Directions for this task: The entire listing, reproduced exactly and stripped of images, is the expected output.
_ _ _ _ _ _ _
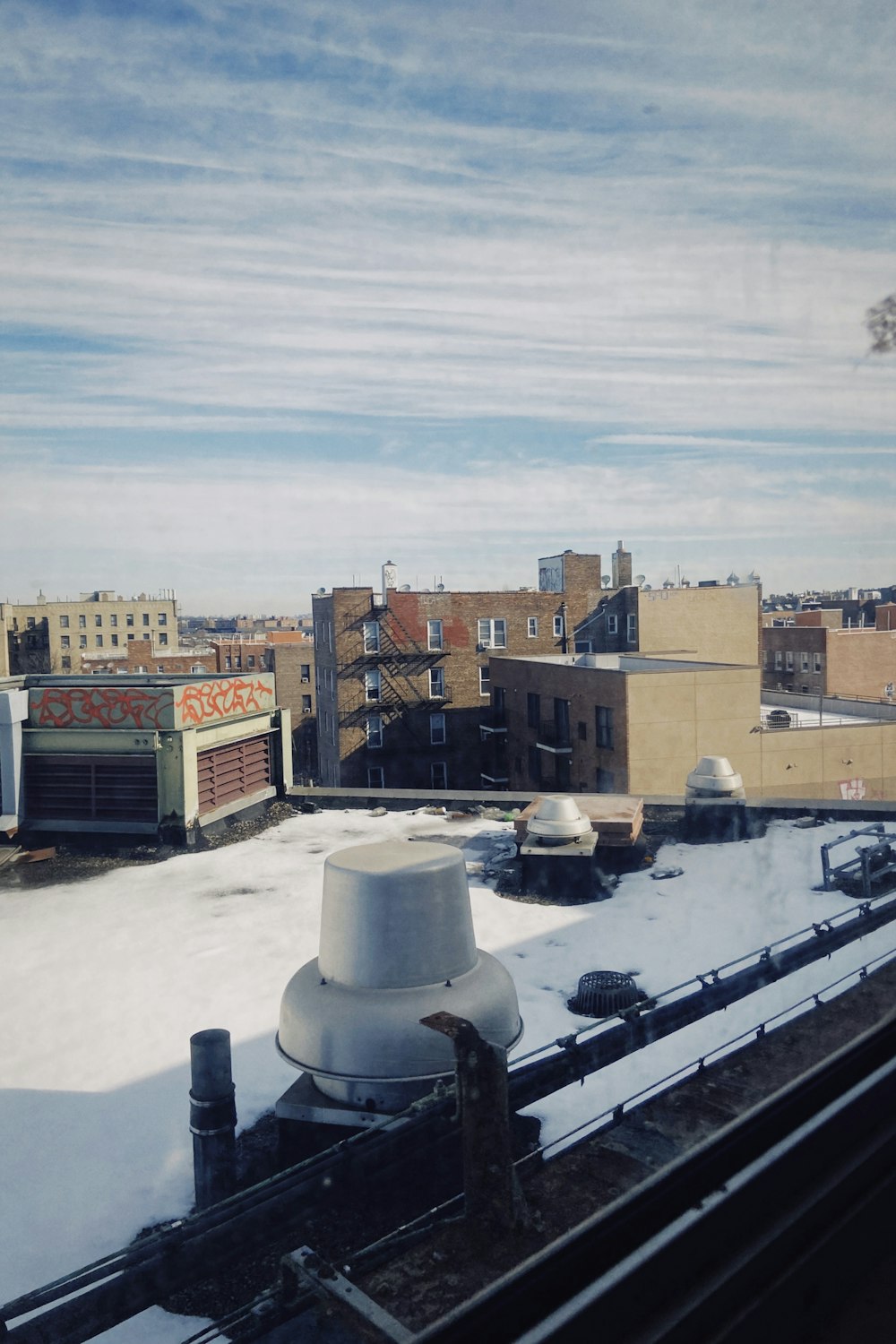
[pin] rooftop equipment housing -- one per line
(397, 945)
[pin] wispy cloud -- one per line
(626, 242)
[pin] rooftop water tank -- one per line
(397, 945)
(713, 777)
(557, 820)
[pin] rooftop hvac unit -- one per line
(397, 945)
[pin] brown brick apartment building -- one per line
(56, 636)
(815, 656)
(403, 677)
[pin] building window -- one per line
(492, 634)
(371, 636)
(603, 726)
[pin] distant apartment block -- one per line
(814, 655)
(46, 636)
(405, 677)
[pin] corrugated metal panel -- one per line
(233, 771)
(90, 788)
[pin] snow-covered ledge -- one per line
(13, 711)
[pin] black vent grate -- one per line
(602, 994)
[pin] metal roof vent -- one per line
(397, 945)
(602, 994)
(713, 777)
(557, 822)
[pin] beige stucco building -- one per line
(630, 723)
(45, 636)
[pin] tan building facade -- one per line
(640, 725)
(56, 636)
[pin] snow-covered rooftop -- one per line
(105, 981)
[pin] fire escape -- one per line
(383, 674)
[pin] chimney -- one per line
(390, 581)
(621, 567)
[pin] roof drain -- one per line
(602, 994)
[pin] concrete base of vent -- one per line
(306, 1104)
(565, 870)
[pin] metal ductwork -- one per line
(397, 945)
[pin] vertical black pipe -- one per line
(212, 1116)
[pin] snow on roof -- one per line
(105, 981)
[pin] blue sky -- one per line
(290, 290)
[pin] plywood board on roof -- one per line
(616, 817)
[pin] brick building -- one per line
(54, 636)
(403, 685)
(403, 676)
(814, 655)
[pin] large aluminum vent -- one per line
(397, 945)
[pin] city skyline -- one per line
(295, 293)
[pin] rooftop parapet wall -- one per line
(188, 704)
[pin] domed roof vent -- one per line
(713, 777)
(557, 822)
(397, 945)
(602, 994)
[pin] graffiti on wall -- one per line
(222, 699)
(99, 707)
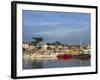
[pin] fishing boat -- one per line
(64, 56)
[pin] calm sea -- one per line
(53, 63)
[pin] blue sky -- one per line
(66, 27)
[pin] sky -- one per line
(66, 27)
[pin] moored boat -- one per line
(64, 56)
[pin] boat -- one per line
(84, 55)
(64, 56)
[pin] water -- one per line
(53, 63)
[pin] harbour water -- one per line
(41, 63)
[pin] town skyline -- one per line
(66, 27)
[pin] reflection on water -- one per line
(53, 63)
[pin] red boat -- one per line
(64, 56)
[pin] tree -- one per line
(36, 40)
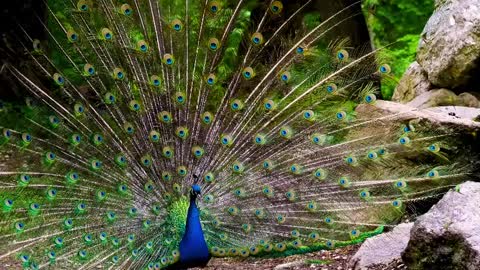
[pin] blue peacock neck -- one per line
(193, 248)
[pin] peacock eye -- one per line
(276, 7)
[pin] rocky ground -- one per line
(323, 260)
(337, 259)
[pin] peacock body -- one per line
(133, 105)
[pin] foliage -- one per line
(397, 24)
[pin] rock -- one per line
(443, 116)
(413, 83)
(434, 98)
(469, 100)
(447, 236)
(456, 111)
(289, 265)
(374, 251)
(449, 48)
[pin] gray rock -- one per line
(457, 111)
(374, 251)
(447, 237)
(438, 117)
(414, 82)
(434, 98)
(450, 45)
(469, 100)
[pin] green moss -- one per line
(397, 24)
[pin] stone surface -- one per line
(469, 100)
(458, 112)
(449, 49)
(373, 251)
(444, 97)
(447, 237)
(433, 98)
(414, 82)
(437, 117)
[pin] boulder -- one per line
(444, 97)
(447, 237)
(466, 119)
(469, 100)
(413, 83)
(449, 48)
(374, 252)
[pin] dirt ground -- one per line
(337, 259)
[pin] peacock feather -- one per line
(230, 124)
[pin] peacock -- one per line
(158, 134)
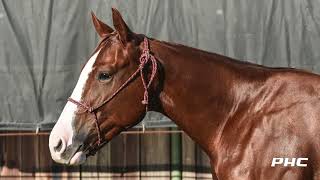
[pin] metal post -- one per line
(176, 157)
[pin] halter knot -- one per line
(144, 59)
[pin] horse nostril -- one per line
(60, 146)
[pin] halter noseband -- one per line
(145, 57)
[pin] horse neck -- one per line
(197, 90)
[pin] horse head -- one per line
(107, 97)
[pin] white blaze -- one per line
(63, 127)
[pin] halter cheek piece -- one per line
(144, 59)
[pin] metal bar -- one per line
(125, 132)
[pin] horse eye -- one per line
(104, 76)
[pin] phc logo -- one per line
(298, 162)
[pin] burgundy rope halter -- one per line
(144, 59)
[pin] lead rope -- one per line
(144, 59)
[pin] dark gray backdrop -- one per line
(44, 43)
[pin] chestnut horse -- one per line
(243, 115)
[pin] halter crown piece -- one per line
(144, 59)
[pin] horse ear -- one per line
(120, 26)
(101, 28)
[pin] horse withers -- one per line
(254, 122)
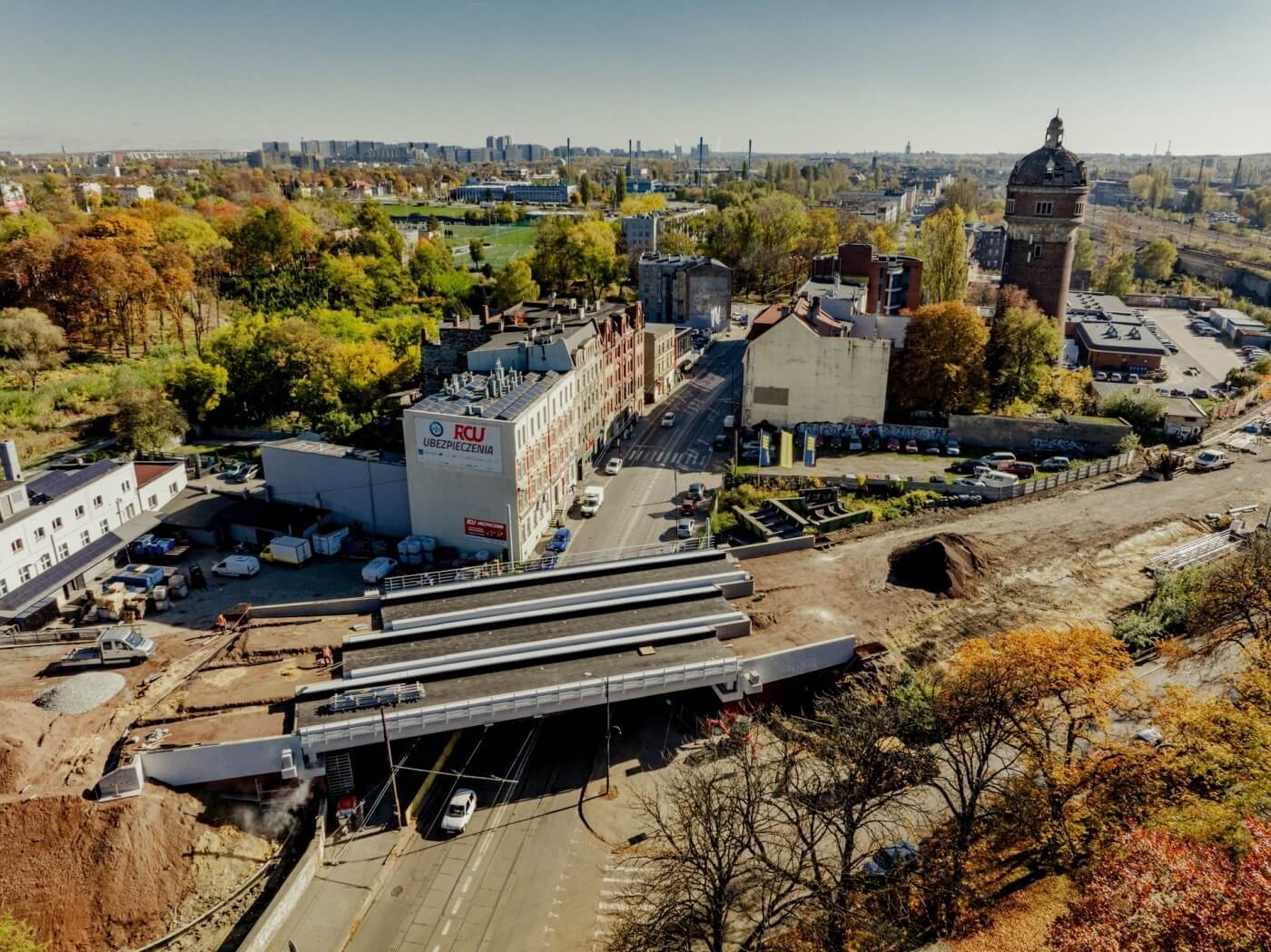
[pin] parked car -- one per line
(892, 860)
(561, 540)
(459, 811)
(248, 472)
(237, 567)
(994, 460)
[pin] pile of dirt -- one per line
(92, 876)
(22, 732)
(946, 564)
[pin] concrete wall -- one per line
(182, 767)
(283, 903)
(1036, 435)
(359, 492)
(794, 377)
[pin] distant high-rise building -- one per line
(1045, 203)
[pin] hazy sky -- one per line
(794, 75)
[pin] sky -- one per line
(793, 75)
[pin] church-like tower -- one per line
(1045, 203)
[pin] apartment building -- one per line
(492, 457)
(59, 526)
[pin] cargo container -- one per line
(289, 551)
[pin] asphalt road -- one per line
(660, 463)
(525, 876)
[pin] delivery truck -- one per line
(114, 646)
(289, 551)
(591, 498)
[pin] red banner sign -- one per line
(483, 529)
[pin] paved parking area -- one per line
(1213, 356)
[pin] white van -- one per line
(1000, 479)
_ _ _ _ _ _ _
Answer below:
[pin] rooftop equipment housing -- one per line
(397, 945)
[pin] wispy cloud -- one per line
(626, 242)
[pin] rooftop water tank -- one per line
(397, 945)
(713, 777)
(557, 820)
[pin] rooftop hvac unit -- one per line
(397, 945)
[pin] brown brick apartment building -- one per line
(56, 636)
(815, 656)
(403, 677)
[pin] building window -- one per line
(492, 634)
(371, 636)
(603, 726)
[pin] distant apartment block -- one per line
(814, 655)
(46, 636)
(405, 677)
[pin] corrugated metal panel -- one per line
(233, 771)
(90, 788)
[pin] snow-covered ledge -- one per line
(13, 711)
[pin] black vent grate -- one per line
(602, 994)
[pin] metal roof vent -- one per line
(397, 945)
(602, 994)
(713, 777)
(557, 822)
[pin] beige stucco building -- one per line
(630, 723)
(45, 636)
[pin] tan building facade -- one per line
(640, 725)
(56, 636)
[pin] snow-covered rooftop -- one per line
(105, 981)
[pin] fire escape -- one per line
(383, 674)
[pin] chimney -- one per line
(390, 581)
(621, 567)
[pin] roof drain -- one per line
(602, 994)
[pin] concrete base of vent -- one per line
(306, 1104)
(565, 870)
[pin] metal ductwork -- one per line
(397, 945)
[pin] vertical black pipe -- one per line
(212, 1116)
[pin] snow on roof -- one per line
(105, 981)
[pin] blue sky -- one per line
(290, 290)
[pin] plywood board on roof -- one per line
(616, 817)
[pin] brick building -- one per line
(54, 636)
(403, 685)
(403, 676)
(814, 655)
[pin] large aluminum vent -- one per line
(397, 945)
[pin] city skyline -- one per line
(295, 293)
[pin] rooftop parapet wall -- one per line
(188, 704)
[pin] domed roof vent -- one per line
(713, 777)
(557, 822)
(397, 945)
(602, 994)
[pin] graffiti on wall -- one per line
(222, 699)
(99, 707)
[pin] fishing boat -- one per line
(64, 56)
[pin] calm sea -- one per line
(53, 63)
[pin] blue sky -- one per line
(66, 27)
[pin] sky -- one per line
(66, 27)
[pin] moored boat -- one per line
(64, 56)
[pin] boat -- one per line
(84, 55)
(64, 56)
[pin] water -- one per line
(53, 63)
[pin] harbour water -- one per line
(41, 63)
[pin] town skyline -- one per line
(66, 27)
[pin] reflection on water -- one per line
(53, 63)
[pin] red boat -- one per line
(64, 56)
[pin] tree -- one per line
(36, 40)
[pin] blue peacock neck -- one per line
(193, 248)
[pin] peacock eye -- one per line
(276, 7)
[pin] rocky ground -- one per line
(323, 260)
(337, 259)
[pin] peacock body -- one per line
(133, 105)
[pin] foliage -- one per line
(397, 24)
[pin] rock -- one per line
(443, 116)
(413, 83)
(434, 98)
(469, 100)
(447, 236)
(456, 111)
(289, 265)
(374, 251)
(449, 48)
[pin] gray rock -- one per line
(457, 111)
(374, 251)
(447, 237)
(438, 117)
(414, 82)
(434, 98)
(450, 45)
(469, 100)
[pin] green moss -- one per line
(397, 24)
[pin] stone surface -- one per line
(469, 100)
(458, 112)
(449, 49)
(373, 251)
(444, 97)
(447, 237)
(433, 98)
(414, 82)
(437, 117)
[pin] boulder -- one per line
(444, 97)
(447, 237)
(466, 119)
(469, 100)
(413, 83)
(449, 48)
(374, 252)
[pin] dirt ground -- one per line
(337, 259)
[pin] peacock feather -- one per line
(230, 124)
[pin] peacock -- one per line
(158, 134)
[pin] metal post -- one per line
(176, 157)
[pin] halter knot -- one per line
(144, 59)
[pin] horse nostril -- one per line
(60, 146)
[pin] halter noseband -- one per line
(145, 57)
[pin] horse neck -- one per line
(197, 90)
[pin] horse head -- one per line
(107, 97)
[pin] white blaze -- one per line
(63, 127)
[pin] halter cheek piece -- one per line
(144, 59)
[pin] metal bar -- one per line
(125, 132)
[pin] horse eye -- one per line
(104, 76)
[pin] phc logo -- one per line
(298, 162)
[pin] burgundy rope halter -- one per line
(144, 59)
[pin] lead rope -- one per line
(144, 59)
[pin] dark gray backdrop -- one per line
(44, 43)
[pin] chestnut horse -- one per line
(243, 115)
[pin] halter crown piece -- one per line
(144, 59)
[pin] horse ear -- one per line
(120, 26)
(101, 28)
[pin] horse withers -- one per line
(254, 122)
[pin] parked car -- one per line
(892, 860)
(561, 540)
(459, 811)
(248, 472)
(237, 567)
(994, 460)
[pin] pile of dirt -- one per line
(92, 876)
(22, 732)
(946, 564)
[pin] concrete wall -- one per line
(182, 767)
(283, 903)
(1036, 435)
(359, 492)
(794, 377)
[pin] distant high-rise building -- one per line
(1045, 203)
[pin] hazy sky -- one per line
(794, 75)
[pin] sky -- one per line
(793, 75)
[pin] church-like tower -- one per line
(1045, 203)
[pin] apartment building -- one per line
(492, 457)
(59, 526)
[pin] cargo container -- one per line
(289, 551)
[pin] asphalt road -- one per line
(660, 463)
(525, 876)
[pin] delivery truck -- one per line
(114, 646)
(289, 551)
(591, 498)
[pin] red banner sign -- one per line
(483, 529)
[pin] paved parking area -- one per line
(1213, 356)
[pin] white van -- one per line
(1000, 479)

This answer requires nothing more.